**WHAT TO DO:** Give each line of the material below as a JSON list of strings, one string per line, leaving out blank lines and the pictures.

**DATA SHOWN:**
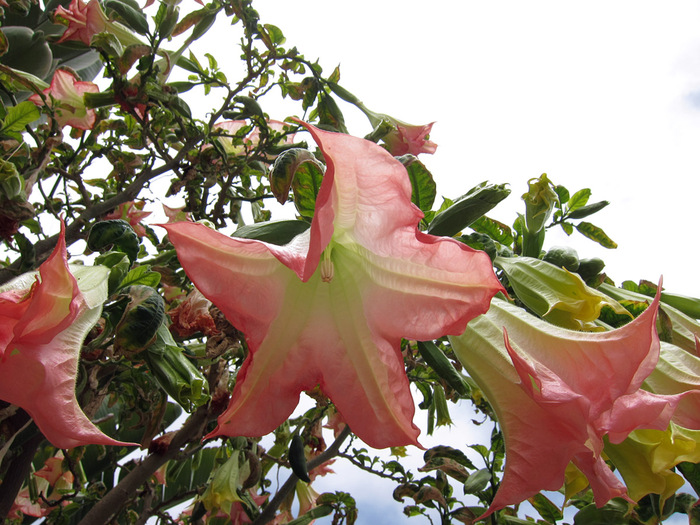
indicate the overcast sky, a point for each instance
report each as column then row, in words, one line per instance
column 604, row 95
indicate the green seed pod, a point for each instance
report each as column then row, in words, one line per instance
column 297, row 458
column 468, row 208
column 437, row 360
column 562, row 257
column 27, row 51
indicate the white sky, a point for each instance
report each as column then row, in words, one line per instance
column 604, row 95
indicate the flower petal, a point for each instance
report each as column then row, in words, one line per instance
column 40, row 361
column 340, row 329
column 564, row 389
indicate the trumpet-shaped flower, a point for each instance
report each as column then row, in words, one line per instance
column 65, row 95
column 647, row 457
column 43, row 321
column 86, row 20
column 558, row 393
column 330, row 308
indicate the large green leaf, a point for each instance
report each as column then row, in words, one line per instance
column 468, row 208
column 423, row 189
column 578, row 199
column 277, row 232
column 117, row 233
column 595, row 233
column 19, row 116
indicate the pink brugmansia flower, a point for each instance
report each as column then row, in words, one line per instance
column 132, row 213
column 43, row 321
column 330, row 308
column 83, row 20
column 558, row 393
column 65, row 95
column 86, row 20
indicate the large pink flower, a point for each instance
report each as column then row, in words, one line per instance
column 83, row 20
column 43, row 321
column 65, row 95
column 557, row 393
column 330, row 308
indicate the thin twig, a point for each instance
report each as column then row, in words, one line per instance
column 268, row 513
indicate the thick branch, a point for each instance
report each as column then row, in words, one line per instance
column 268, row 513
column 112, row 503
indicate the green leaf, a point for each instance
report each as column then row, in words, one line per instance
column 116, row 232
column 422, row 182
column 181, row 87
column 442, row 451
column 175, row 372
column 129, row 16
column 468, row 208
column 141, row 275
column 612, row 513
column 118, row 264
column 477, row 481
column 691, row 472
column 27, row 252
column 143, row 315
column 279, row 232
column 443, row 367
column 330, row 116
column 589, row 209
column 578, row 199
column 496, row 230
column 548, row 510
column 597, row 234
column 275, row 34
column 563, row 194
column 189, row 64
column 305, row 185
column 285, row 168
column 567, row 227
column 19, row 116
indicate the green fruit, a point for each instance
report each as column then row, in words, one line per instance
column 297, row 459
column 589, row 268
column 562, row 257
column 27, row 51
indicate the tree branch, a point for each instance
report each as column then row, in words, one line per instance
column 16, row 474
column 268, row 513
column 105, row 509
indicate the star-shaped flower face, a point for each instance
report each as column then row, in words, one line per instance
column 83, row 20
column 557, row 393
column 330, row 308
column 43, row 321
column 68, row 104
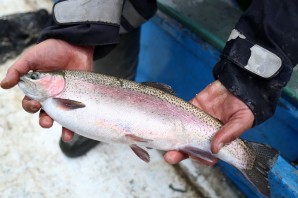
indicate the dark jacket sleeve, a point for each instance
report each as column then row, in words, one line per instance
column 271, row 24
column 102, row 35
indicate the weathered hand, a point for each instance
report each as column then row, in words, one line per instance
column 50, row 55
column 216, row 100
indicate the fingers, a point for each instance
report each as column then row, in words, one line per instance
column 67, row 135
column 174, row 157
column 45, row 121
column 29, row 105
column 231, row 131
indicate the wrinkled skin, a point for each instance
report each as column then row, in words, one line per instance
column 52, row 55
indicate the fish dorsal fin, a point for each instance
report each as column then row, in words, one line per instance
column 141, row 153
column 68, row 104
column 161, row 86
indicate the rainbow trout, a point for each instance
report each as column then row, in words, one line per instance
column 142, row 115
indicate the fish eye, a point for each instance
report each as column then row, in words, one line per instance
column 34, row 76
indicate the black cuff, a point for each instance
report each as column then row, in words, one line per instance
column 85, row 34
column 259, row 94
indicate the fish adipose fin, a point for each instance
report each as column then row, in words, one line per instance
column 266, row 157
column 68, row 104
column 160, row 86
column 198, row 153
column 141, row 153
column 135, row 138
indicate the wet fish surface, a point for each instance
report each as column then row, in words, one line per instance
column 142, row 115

**FINISHED TASK:**
[
  "indicate the overcast sky, a point for each instance",
  "report each as column then row, in words, one line per instance",
  "column 604, row 95",
  "indicate the green seed pod, a point for each instance",
  "report each as column then row, in words, one line per instance",
  "column 297, row 458",
  "column 468, row 208",
  "column 437, row 360",
  "column 562, row 257",
  "column 27, row 51",
  "indicate the white sky, a point for each instance",
  "report each as column then row, in words, one line per instance",
  "column 604, row 95",
  "indicate the flower petal, a point for each instance",
  "report each as column then row, in words, one line per instance",
  "column 40, row 361",
  "column 340, row 329",
  "column 564, row 389",
  "indicate the trumpet-shaped flower, a point for each instance",
  "report each as column then row, in words, one line per instance",
  "column 65, row 95",
  "column 647, row 457",
  "column 43, row 321",
  "column 86, row 20",
  "column 558, row 393",
  "column 330, row 308",
  "indicate the large green leaf, a point for each instance",
  "report each as column then row, in words, one line per instance",
  "column 468, row 208",
  "column 423, row 189",
  "column 578, row 199",
  "column 277, row 232",
  "column 117, row 233",
  "column 595, row 233",
  "column 19, row 116",
  "indicate the pink brugmansia flower, a point for each instance",
  "report each as column then row, in words, one line per instance",
  "column 132, row 213",
  "column 43, row 321",
  "column 330, row 308",
  "column 83, row 20",
  "column 558, row 393",
  "column 65, row 95",
  "column 86, row 20",
  "indicate the large pink flower, a point for each instance",
  "report each as column then row, in words, one line per instance",
  "column 83, row 20",
  "column 43, row 321",
  "column 65, row 95",
  "column 557, row 393",
  "column 330, row 308",
  "indicate the thin twig, a point for each instance",
  "report each as column then row, in words, one line per instance",
  "column 268, row 513",
  "indicate the thick branch, a point for each instance",
  "report each as column then row, in words, one line per instance",
  "column 268, row 513",
  "column 112, row 503",
  "indicate the green leaf, a point for each instance",
  "report each as column then row, in words, one line per instance",
  "column 116, row 232",
  "column 422, row 182",
  "column 181, row 87",
  "column 442, row 451",
  "column 175, row 372",
  "column 129, row 16",
  "column 468, row 208",
  "column 141, row 275",
  "column 612, row 513",
  "column 118, row 264",
  "column 477, row 481",
  "column 691, row 472",
  "column 27, row 252",
  "column 143, row 315",
  "column 279, row 232",
  "column 443, row 367",
  "column 330, row 116",
  "column 589, row 209",
  "column 578, row 199",
  "column 496, row 230",
  "column 548, row 510",
  "column 597, row 234",
  "column 275, row 34",
  "column 563, row 194",
  "column 189, row 64",
  "column 305, row 185",
  "column 285, row 168",
  "column 567, row 227",
  "column 19, row 116",
  "indicate the green fruit, a point for each instance",
  "report each as column then row, in words, one line per instance",
  "column 297, row 459",
  "column 589, row 268",
  "column 562, row 257",
  "column 27, row 51",
  "indicate the tree branch, a point for each instance",
  "report each as column then row, in words, one line per instance",
  "column 16, row 474",
  "column 268, row 513",
  "column 105, row 509",
  "indicate the star-shaped flower face, a point for each instance",
  "report each as column then row, in words, one line per instance",
  "column 83, row 20",
  "column 557, row 393",
  "column 330, row 308",
  "column 43, row 321",
  "column 68, row 104",
  "indicate the dark jacket sleeve, a point for each instance",
  "report each as column then row, in words, one line per instance",
  "column 271, row 24",
  "column 102, row 35",
  "indicate the weathered hand, a point for each instance",
  "report each as column then row, in words, one line per instance",
  "column 50, row 55",
  "column 216, row 100",
  "indicate the fingers, a point for each instance",
  "report each as column then row, in words, one line per instance",
  "column 67, row 135",
  "column 174, row 157",
  "column 45, row 121",
  "column 29, row 105",
  "column 231, row 131",
  "indicate the wrinkled skin, a point for each instance",
  "report each as column then row, in words, one line per instance",
  "column 52, row 55",
  "indicate the fish dorsal fin, a point for each instance",
  "report each as column then row, in words, one line per instance",
  "column 141, row 153",
  "column 68, row 104",
  "column 161, row 86",
  "indicate the rainbow trout, a point for each instance",
  "report each as column then row, in words, one line per instance",
  "column 142, row 115",
  "indicate the fish eye, a point for each instance",
  "report each as column then row, in words, one line per instance",
  "column 34, row 76",
  "indicate the black cuff, a point for each instance",
  "report each as column then row, in words, one line per instance",
  "column 85, row 34",
  "column 259, row 94",
  "indicate the fish adipose fin, a point for each instance",
  "report each as column then row, in words, one line per instance",
  "column 266, row 157",
  "column 68, row 104",
  "column 160, row 86",
  "column 198, row 153",
  "column 141, row 153",
  "column 135, row 138",
  "indicate the wet fish surface, a point for each instance",
  "report each as column then row, in words, one line per instance",
  "column 142, row 115"
]